Opinião

RS: Inflação e PIB já serão afetados em 2024, além de prejuízos duradouros

As águas que agora inundam as ruas e lares do Rio Grande do Sul não apenas deixam um rastro de destruição física e emocional, mas também lançam uma sombra sobre a economia e o desenvolvimento econômico da região. Enquanto os esforços de socorro se concentram em resgatar vidas e restaurar as condições básicas de sobrevivência para quase 2 milhões de brasileiros, os impactos econômicos começam a emergir, ainda que de forma pouco quantificada, revelando uma teia complexa de desafios que se desenrolará nas semanas e meses seguintes. Não se nega a importância destes efeitos sobre a inflação, e até mesmo sobre o PIB brasileiro em 2024, muito embora já se mencionem impactos ainda mais duradouros.

O Rio Grande do Sul é um importante estado para o país, responsável por quase 6% do PIB nacional (dados de 2023) e por aproximadamente 24% do PIB agro brasileiro, sendo suas principais culturas soja, arroz, trigo e milho, além de proteínas (frango, bovinos e suínos). As perspectivas de crescimento para o setor em 2024 eram, antes de tais acontecimentos, bem promissoras: o IBGE indicava perspectivas de avanço da produção de cereais, leguminosas e oleaginosas de quase 50% frente a 2023. Este resultado faria com que a produção do estado atingisse proporção bem mais arrojada.

————

## TAREFA 1
Transfira para a sua resposta as linhas da listagem, do início até a linha que contém "[182,85,232,104]", inclusive, sem omitir nenhuma. Some 12 a cada número das coordenadas das caixas delimitadoras nas respostas.

## DADOS DO EXERCÍCIO
————

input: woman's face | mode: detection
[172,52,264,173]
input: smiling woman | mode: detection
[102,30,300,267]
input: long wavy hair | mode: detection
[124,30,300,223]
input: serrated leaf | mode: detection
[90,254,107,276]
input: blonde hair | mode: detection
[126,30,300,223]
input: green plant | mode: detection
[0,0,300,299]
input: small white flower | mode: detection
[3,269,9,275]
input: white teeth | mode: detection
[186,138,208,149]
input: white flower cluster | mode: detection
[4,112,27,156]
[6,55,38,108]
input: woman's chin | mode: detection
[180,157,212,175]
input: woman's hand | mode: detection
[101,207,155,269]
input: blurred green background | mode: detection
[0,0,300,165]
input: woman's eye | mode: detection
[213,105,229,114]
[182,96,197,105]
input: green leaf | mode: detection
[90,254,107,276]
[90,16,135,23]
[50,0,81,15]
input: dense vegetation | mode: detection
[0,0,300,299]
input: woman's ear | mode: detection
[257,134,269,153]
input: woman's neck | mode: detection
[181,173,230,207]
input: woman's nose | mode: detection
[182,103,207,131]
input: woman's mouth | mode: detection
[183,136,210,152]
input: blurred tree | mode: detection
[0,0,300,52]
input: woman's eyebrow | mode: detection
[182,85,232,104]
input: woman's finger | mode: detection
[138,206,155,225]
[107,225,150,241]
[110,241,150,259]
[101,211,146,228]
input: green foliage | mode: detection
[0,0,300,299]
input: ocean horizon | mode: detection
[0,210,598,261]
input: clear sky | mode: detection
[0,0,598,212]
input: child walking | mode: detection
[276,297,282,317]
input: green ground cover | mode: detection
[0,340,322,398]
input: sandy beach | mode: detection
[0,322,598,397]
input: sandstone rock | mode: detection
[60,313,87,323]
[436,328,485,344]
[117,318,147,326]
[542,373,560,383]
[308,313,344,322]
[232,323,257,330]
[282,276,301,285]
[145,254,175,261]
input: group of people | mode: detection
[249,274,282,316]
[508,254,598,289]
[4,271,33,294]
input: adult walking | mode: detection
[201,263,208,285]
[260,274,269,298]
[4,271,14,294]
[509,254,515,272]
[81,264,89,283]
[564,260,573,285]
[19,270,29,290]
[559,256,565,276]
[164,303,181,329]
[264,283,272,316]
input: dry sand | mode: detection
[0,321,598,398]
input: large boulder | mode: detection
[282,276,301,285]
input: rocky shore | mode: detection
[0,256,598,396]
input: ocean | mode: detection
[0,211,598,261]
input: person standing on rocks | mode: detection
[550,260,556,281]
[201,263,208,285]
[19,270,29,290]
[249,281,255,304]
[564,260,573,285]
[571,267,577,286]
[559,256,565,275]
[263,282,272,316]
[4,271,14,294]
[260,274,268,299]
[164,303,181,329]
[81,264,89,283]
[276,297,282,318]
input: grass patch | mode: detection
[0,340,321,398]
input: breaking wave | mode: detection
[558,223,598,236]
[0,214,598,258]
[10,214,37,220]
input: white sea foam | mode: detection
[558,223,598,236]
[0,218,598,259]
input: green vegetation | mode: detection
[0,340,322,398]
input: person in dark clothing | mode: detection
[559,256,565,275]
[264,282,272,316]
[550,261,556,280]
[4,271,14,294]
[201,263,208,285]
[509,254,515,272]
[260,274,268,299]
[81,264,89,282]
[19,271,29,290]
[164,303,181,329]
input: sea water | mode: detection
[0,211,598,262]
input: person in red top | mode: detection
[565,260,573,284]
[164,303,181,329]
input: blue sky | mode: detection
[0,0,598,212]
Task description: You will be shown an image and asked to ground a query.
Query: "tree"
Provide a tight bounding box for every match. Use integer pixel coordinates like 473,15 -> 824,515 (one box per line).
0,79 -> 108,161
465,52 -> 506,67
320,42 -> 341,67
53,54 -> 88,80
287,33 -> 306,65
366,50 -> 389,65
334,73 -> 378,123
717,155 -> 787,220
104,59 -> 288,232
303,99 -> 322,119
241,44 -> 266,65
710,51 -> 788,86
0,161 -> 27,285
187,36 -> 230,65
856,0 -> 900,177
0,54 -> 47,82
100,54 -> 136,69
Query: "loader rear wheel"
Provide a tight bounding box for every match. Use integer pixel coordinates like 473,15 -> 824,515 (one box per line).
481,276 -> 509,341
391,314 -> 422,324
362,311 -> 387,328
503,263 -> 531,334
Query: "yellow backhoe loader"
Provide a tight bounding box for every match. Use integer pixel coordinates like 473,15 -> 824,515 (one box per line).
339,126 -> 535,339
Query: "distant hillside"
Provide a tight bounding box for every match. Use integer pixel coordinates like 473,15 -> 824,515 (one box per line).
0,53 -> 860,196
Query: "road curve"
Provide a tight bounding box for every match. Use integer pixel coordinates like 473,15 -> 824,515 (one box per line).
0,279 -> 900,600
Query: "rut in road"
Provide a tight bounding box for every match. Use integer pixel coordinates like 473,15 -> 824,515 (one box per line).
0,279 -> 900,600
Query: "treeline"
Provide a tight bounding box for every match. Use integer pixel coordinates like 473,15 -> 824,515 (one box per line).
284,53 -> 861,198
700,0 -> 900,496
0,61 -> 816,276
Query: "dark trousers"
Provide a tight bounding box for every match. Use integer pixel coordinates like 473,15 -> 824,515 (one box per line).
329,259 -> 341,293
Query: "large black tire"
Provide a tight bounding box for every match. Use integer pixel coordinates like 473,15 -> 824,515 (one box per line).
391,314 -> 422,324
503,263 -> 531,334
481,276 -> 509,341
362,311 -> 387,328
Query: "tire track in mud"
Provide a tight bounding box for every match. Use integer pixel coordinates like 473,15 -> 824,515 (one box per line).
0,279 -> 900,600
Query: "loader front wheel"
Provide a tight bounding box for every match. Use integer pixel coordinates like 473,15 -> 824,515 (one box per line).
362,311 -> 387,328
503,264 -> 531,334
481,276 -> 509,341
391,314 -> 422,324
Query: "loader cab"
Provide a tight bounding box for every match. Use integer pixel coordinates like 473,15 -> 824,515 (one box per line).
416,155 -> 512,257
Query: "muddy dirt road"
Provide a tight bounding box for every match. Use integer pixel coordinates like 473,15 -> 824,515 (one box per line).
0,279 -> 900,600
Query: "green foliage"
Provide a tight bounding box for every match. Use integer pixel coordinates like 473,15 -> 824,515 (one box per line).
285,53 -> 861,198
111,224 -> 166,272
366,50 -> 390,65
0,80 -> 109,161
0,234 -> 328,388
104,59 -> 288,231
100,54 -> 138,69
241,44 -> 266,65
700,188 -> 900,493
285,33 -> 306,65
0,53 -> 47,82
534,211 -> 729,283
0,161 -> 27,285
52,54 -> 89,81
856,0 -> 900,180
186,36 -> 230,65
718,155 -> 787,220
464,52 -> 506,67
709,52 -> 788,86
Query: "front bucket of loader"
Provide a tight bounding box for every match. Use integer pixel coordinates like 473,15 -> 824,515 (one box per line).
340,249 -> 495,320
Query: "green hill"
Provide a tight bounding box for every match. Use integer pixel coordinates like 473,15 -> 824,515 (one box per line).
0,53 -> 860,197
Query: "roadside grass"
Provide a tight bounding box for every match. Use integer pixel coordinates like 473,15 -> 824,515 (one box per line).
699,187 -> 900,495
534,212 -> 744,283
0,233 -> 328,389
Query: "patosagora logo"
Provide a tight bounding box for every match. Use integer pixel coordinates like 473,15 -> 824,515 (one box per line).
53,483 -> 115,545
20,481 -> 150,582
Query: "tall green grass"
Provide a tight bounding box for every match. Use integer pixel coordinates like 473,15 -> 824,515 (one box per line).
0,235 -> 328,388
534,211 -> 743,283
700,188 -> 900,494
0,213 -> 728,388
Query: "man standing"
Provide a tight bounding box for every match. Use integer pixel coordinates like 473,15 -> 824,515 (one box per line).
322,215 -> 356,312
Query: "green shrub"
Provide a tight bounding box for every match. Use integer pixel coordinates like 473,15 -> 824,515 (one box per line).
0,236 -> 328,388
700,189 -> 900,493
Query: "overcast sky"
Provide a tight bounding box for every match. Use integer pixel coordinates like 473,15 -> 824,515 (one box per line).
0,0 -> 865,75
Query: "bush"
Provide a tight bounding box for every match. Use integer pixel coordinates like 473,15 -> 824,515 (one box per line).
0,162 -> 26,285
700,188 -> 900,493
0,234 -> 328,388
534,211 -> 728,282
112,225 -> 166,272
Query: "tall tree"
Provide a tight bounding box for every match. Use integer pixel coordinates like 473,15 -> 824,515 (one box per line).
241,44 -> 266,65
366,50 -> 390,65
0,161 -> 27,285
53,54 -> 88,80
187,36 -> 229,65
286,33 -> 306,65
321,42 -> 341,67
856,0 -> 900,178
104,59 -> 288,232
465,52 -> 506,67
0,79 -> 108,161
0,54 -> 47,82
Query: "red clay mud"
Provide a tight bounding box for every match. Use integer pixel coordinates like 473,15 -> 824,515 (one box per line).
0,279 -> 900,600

————

## TAREFA 2
Indique se cada afirmação abaixo está de acordo com o bloco de texto sobre as enchentes no Rio Grande do Sul, respondendo sim ou não e citando as palavras decisivas do texto.
(a) O Rio Grande do Sul responde por cerca de um quarto do PIB agro brasileiro.
(b) Os esforços de socorro se concentram em mais de 5 milhões de brasileiros.
(c) O IBGE indicava um avanço de quase 50% na produção de cereais, leguminosas e oleaginosas em relação a 2023.

## RESULTADO CORRETO 1
input: woman's face | mode: detection
[184,64,276,185]
input: smiling woman | mode: detection
[114,42,312,279]
input: long wavy hair | mode: detection
[136,42,312,235]
input: serrated leaf | mode: detection
[102,266,119,288]
input: blonde hair | mode: detection
[138,42,312,235]
input: green plant | mode: detection
[12,12,312,311]
input: small white flower | mode: detection
[15,281,21,287]
input: white teeth | mode: detection
[198,150,220,161]
input: white flower cluster | mode: detection
[16,124,39,168]
[18,67,50,120]
input: woman's chin | mode: detection
[192,169,224,187]
input: woman's hand | mode: detection
[113,219,167,281]
input: blurred green background | mode: detection
[12,12,312,177]
input: woman's eye | mode: detection
[225,117,241,126]
[194,108,209,117]
input: green leaf | mode: detection
[102,266,119,288]
[102,28,147,35]
[62,12,93,27]
input: dense vegetation | mode: detection
[12,12,312,311]
input: woman's ear | mode: detection
[269,146,281,165]
input: woman's neck | mode: detection
[193,185,242,219]
input: woman's nose | mode: detection
[194,115,219,143]
input: woman's mouth | mode: detection
[195,148,222,164]
input: blurred tree | mode: detection
[12,12,312,64]
input: woman's eyebrow | mode: detection
[194,97,244,116]

## RESULTADO CORRETO 2
(a) Sim: "aproximadamente 24% do PIB agro brasileiro"
(b) Não: "para quase 2 milhões de brasileiros"
(c) Sim: "o IBGE indicava perspectivas de avanço da produção de cereais, leguminosas e oleaginosas de quase 50% frente a 2023"